本文 =>
══════════════════════════════
ちゃるぱぱ 様
お子様の前歯の色が変わってきたとのこと。ご心配だと思います。
お口の状態を見せてもらっていないのではっきりしたことはわかりませんが、以前は「外傷(打身)で歯の色が黒くなった場合はすぐに歯に穴をあけ神経(と血管)を治療する」というのが普通の治療でした。
最近、歯科医師の長年の研究で「小児の外傷歯の変色は慌てないで様子を見ていこう」という考えが出てきました。
歯の色が黒くなってきたのは多分歯を打撲した時にその歯が強く揺れて
根尖部(根の先、一番深いところ)が大きく振れた時に神経と血管がその部分で切れたために、血液が
歯髄腔(神経、血管の入っているところ)の中に漏れ出て、
象牙細管(
象牙質の中にとても細い管が多数あります)の中に入り、血液の中のヘモグロビンが酸素と結合して黒くなったものと思われます。
以前は、そのような状態になると神経、血管が死んでしまうために早く悪い部分を取って綺麗にしておくことが必要との考えがありました。
最近は、色の変わった歯でも、半年ほど様子を見ていくと、若い(特に子供)患者さんでは多分
歯髄腔内の血管が再生され、自分自身で黒くなったヘモグロビンを徐々に掃除をしていくのではないかとの考えがあります。
その場合は急いで
歯髄腔内を掃除しない方が良いのではないかと考えます。
ということで、様子を見ましょうと言われた先生は後者の考えで「様子を見ましょう」と言ってくれたものと考えます。
もう一人の先生は「
永久歯に影響が出ないように早く掃除をしましょう」と言ってくれたようです。
歯髄腔内の神経、血管が死んでしまうだけでなく、細菌がその中に入っているために
化膿している場合があります。
この場合は、血管の再生は考えにくくなるので早く治療をした方が良いのかもしれません。
できれば最初「この歯はこのままで経過を見ましょう」と言ってくれた先生に、
化膿している様子がないかどうかをもう一度よく見てもらい、もし
化膿していないようなら、経過を見るのも一つの方法かもしれません。
経過を見ている中で場合によってはどこかで細菌感染が起こった場合は、その時点で神経を取って治療をすることになるかもしれません。
「
乳歯の神経を取って治療したから大変だ」ということもありませんが、もし、経過を見られるようなら、そのようにして神経を残して経過観察をしてもらってはいかがでしょうか。
早く安心できる状態になればいいですね。そのように願っています。
══════════════════════════════
問題 =>
本文によると、打撲で黒くなった歯は、血液の中の何が酸素と結合して黒くなったと考えられていますか。
══════════════════════════════
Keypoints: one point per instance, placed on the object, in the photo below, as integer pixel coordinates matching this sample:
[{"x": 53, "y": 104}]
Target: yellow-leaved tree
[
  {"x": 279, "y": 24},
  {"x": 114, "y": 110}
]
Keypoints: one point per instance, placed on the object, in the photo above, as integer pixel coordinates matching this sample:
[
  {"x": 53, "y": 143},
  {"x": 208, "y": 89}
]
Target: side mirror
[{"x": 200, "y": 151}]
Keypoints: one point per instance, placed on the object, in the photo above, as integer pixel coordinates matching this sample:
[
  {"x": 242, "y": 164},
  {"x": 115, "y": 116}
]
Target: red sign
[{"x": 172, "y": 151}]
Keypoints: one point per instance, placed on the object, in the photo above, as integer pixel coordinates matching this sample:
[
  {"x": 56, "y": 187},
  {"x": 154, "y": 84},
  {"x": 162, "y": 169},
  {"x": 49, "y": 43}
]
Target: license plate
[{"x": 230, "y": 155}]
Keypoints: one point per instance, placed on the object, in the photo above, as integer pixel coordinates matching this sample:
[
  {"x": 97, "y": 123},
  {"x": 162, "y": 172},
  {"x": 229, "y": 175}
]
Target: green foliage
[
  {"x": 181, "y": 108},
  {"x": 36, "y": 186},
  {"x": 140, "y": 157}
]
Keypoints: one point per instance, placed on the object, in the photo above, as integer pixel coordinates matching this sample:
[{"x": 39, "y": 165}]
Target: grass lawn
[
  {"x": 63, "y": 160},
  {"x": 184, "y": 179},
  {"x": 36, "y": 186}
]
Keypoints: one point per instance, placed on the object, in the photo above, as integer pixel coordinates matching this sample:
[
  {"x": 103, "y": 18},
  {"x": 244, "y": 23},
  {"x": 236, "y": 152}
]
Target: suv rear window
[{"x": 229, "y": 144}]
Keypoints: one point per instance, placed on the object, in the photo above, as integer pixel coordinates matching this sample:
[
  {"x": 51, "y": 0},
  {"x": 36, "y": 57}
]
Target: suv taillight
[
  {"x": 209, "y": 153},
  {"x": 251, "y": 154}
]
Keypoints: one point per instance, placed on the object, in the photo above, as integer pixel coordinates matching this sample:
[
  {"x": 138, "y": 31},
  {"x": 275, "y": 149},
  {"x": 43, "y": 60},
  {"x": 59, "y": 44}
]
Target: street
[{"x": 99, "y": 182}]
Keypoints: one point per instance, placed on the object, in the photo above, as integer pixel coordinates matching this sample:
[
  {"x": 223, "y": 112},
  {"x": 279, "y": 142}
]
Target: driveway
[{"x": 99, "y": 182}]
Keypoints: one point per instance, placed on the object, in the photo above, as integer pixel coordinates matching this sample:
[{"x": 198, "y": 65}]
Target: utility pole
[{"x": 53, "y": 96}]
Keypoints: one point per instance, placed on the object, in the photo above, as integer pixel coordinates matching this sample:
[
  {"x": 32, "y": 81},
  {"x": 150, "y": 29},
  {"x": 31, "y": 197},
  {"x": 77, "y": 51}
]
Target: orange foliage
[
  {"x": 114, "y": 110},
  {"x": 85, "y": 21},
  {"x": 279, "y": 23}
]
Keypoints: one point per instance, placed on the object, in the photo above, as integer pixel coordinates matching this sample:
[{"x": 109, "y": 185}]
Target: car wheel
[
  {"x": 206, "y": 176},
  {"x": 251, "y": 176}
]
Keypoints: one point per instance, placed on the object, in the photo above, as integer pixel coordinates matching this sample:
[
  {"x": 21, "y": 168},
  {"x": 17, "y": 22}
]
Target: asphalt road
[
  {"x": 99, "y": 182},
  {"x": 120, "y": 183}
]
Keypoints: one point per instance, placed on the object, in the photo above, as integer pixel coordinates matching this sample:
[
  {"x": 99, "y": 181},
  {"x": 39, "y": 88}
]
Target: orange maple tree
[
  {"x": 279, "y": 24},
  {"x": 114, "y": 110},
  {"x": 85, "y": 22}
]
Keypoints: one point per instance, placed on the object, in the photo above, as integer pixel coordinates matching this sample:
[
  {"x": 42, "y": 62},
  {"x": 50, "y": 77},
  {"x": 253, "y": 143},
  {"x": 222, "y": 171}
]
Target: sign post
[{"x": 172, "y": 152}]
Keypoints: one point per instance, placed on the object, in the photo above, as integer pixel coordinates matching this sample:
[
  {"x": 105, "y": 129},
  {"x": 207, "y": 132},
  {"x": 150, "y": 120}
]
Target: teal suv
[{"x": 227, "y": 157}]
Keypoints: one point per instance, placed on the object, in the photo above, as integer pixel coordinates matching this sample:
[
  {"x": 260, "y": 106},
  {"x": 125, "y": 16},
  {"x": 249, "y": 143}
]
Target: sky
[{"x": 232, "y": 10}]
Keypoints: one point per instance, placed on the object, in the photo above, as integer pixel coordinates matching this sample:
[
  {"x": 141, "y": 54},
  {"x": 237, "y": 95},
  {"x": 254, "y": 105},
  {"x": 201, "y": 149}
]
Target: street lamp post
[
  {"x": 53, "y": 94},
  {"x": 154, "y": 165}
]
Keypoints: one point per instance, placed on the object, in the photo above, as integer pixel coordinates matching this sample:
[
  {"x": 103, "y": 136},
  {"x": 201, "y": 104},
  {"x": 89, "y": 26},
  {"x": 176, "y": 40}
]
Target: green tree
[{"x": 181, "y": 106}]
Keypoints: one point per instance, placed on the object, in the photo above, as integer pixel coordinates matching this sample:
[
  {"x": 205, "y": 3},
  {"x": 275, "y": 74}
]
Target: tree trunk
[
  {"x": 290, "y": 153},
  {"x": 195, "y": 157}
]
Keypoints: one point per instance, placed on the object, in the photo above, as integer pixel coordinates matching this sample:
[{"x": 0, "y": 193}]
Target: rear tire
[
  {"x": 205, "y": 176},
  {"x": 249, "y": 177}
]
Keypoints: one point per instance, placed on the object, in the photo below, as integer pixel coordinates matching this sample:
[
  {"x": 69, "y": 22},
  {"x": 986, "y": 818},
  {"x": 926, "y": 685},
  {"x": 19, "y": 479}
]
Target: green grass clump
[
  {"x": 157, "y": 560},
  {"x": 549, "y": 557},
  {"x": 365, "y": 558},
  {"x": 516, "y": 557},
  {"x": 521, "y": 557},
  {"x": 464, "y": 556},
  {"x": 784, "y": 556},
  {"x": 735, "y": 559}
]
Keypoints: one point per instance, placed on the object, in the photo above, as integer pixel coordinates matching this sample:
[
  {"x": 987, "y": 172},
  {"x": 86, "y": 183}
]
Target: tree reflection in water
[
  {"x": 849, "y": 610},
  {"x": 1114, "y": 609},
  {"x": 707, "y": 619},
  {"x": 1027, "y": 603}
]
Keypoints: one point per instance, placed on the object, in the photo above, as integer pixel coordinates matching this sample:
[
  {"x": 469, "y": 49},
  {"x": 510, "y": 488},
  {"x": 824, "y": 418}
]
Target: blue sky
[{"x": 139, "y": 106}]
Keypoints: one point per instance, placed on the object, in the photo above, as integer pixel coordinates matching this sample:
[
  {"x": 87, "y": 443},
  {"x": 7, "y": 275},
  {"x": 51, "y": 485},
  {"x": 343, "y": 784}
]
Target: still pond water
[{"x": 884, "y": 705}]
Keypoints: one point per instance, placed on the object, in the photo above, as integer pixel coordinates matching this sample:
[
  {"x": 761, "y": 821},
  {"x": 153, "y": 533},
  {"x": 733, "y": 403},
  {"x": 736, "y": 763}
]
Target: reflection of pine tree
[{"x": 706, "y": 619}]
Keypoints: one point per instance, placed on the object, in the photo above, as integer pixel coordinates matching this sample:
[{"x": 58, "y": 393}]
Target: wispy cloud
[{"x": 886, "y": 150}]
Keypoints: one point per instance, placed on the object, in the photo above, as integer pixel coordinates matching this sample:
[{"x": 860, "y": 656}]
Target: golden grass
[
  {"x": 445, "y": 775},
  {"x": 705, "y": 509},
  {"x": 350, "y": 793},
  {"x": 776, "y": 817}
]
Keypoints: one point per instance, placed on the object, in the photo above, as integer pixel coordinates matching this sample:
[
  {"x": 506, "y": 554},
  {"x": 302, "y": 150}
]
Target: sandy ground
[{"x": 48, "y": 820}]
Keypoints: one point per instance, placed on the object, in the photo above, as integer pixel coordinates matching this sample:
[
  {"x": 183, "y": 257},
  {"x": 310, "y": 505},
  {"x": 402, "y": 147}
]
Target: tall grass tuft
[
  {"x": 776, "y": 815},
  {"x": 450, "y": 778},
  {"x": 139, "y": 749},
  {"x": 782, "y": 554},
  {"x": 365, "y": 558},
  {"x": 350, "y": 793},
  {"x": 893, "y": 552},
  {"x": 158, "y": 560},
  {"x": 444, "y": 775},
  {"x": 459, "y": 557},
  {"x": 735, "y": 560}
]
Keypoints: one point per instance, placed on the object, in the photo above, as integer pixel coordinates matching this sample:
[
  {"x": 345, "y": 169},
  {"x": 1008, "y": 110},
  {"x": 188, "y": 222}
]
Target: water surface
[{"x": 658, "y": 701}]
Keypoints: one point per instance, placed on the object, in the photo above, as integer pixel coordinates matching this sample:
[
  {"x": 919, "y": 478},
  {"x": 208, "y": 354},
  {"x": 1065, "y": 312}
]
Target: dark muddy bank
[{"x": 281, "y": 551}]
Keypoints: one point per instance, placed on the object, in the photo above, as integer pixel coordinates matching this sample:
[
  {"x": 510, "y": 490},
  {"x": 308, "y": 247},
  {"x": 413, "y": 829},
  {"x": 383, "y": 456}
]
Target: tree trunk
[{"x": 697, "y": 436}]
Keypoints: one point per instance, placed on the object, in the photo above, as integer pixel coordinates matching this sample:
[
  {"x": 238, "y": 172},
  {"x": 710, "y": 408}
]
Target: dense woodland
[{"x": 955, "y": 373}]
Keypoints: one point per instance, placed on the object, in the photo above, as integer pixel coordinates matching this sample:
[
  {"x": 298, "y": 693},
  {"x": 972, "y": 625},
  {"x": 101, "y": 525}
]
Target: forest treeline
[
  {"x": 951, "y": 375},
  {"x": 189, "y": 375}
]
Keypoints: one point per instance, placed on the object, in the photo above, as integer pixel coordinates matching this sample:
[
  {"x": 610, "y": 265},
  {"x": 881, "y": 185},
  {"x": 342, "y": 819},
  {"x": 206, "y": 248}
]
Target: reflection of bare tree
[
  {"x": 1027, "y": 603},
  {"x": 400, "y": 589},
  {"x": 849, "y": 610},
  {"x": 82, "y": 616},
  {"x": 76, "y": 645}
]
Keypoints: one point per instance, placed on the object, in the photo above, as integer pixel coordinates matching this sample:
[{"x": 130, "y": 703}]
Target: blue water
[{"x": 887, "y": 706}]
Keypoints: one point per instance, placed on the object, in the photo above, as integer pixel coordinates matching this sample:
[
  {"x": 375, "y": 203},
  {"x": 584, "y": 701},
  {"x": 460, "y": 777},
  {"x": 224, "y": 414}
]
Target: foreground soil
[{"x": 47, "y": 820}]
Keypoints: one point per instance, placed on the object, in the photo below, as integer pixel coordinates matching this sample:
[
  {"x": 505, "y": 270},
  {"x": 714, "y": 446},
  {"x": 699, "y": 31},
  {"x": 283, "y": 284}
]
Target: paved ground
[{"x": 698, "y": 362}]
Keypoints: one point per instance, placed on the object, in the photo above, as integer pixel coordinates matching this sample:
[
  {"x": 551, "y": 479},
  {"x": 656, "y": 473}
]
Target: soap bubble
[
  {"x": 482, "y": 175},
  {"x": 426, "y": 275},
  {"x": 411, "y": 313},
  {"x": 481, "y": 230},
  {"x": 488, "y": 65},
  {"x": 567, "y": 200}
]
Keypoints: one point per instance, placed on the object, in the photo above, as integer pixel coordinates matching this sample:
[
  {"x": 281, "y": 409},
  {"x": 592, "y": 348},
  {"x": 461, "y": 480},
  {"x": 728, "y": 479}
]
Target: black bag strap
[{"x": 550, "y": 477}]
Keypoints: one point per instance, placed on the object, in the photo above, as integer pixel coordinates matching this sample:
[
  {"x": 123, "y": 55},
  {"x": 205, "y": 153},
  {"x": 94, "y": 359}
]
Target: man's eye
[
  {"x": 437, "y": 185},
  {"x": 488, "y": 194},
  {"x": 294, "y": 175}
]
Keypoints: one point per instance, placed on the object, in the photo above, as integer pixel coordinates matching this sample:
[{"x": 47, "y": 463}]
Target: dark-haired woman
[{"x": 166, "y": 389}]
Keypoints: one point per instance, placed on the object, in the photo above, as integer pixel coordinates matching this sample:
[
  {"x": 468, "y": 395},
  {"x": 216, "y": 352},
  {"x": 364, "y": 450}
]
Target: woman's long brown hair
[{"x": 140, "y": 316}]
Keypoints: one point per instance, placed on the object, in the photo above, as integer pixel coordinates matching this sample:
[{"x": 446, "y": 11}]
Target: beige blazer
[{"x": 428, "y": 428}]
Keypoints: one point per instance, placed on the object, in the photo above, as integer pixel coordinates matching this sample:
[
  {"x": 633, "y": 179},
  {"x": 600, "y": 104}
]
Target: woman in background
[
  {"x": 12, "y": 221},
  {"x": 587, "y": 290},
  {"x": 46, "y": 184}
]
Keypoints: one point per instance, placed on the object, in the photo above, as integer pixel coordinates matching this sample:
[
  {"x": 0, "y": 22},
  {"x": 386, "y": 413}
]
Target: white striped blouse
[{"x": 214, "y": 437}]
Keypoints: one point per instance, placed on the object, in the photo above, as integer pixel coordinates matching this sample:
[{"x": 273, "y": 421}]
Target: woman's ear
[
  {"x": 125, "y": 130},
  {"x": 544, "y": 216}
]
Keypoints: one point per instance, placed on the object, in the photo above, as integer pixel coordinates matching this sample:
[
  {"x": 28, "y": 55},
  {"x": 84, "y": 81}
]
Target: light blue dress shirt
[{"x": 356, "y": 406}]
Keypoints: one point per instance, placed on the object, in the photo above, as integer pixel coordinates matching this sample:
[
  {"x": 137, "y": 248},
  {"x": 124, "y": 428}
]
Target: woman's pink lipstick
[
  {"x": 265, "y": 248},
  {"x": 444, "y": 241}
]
══════════════════════════════
解答 =>
ヘモグロビンです。